Selected text
============
Fifth Day of Lent

Yesterday was Sunday, and because Sundays do not count in the 40 days of Lent scheme, I did not blog.  What I did do in church yesterday was to help our children plant tomato and squash seeds.  They were not excited about eating squash, but planted them anyway.  We poked the tiny seeds down in the soil in peat pots and then watered them with water from the baptismal font.  I moved the pots to the window sill in my office where it is often sunny.  Now we wait for enough sun to help the seeds sprout.  The question for today, will there be anything for the children to see next Sunday?  Or will the waiting continue? 

Sometimes the waiting is the hardest part of our lives.  Waiting nine months for the birth of a baby is joyous but full of questions.  Waiting while a loved one has surgery is always better if there is another person to wait with you.  Waiting in line to renew a driver’s license or to mail a package can be an opportunity to revel in the variety of humankind God has placed in God’s garden.  Waiting for the death of a loved one is the worst—we wait for the end hoping it will come soon and end the pain, but really we would wait longer if we could because we know that at the end of our waiting there is sorrow that will take its own time to heal.
============
Information supplied
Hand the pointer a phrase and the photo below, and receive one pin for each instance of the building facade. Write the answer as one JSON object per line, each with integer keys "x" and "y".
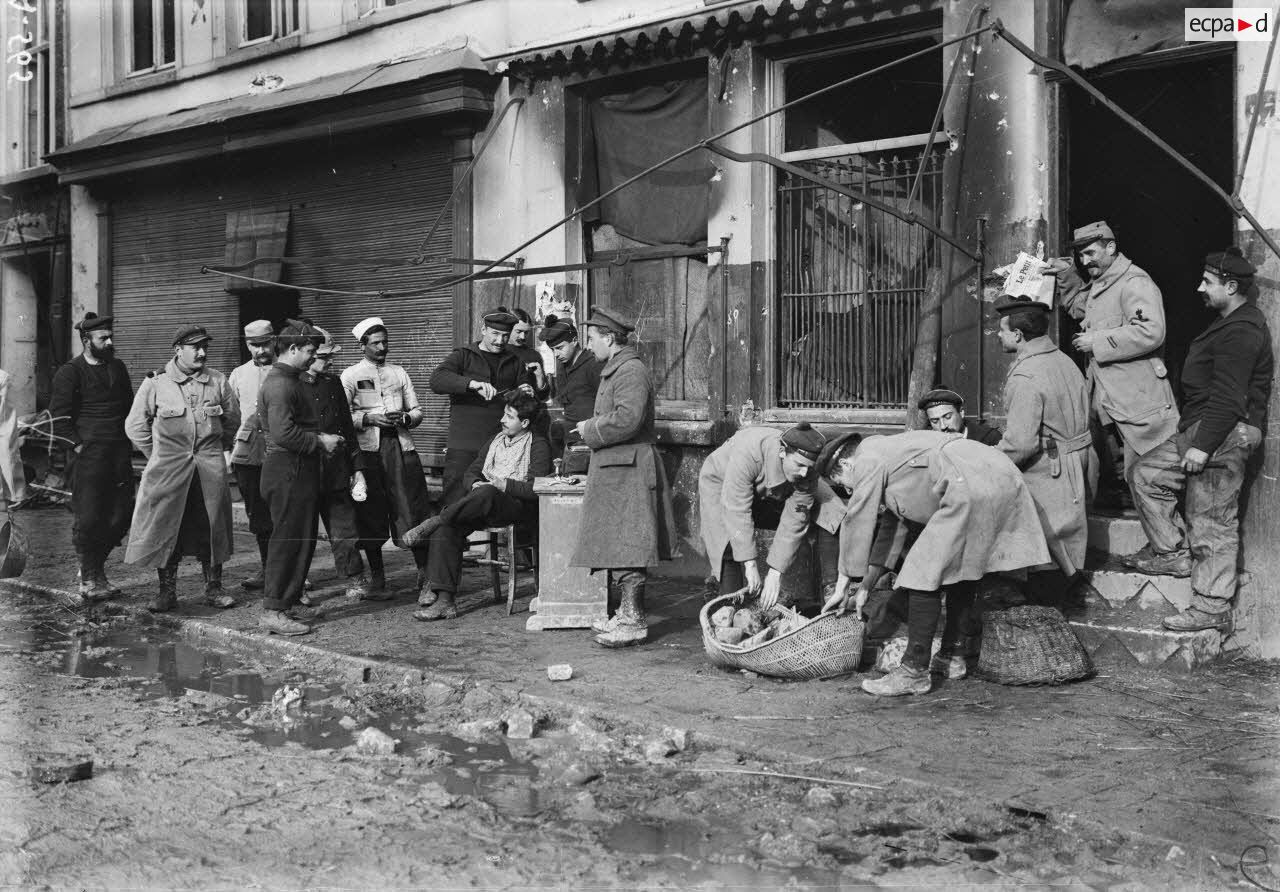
{"x": 782, "y": 271}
============
Your assignment
Please copy the Fifth Day of Lent post word for word, beginning at "Yesterday was Sunday, and" and stopping after "the waiting continue?".

Reply to the exercise
Yesterday was Sunday, and because Sundays do not count in the 40 days of Lent scheme, I did not blog.  What I did do in church yesterday was to help our children plant tomato and squash seeds.  They were not excited about eating squash, but planted them anyway.  We poked the tiny seeds down in the soil in peat pots and then watered them with water from the baptismal font.  I moved the pots to the window sill in my office where it is often sunny.  Now we wait for enough sun to help the seeds sprout.  The question for today, will there be anything for the children to see next Sunday?  Or will the waiting continue?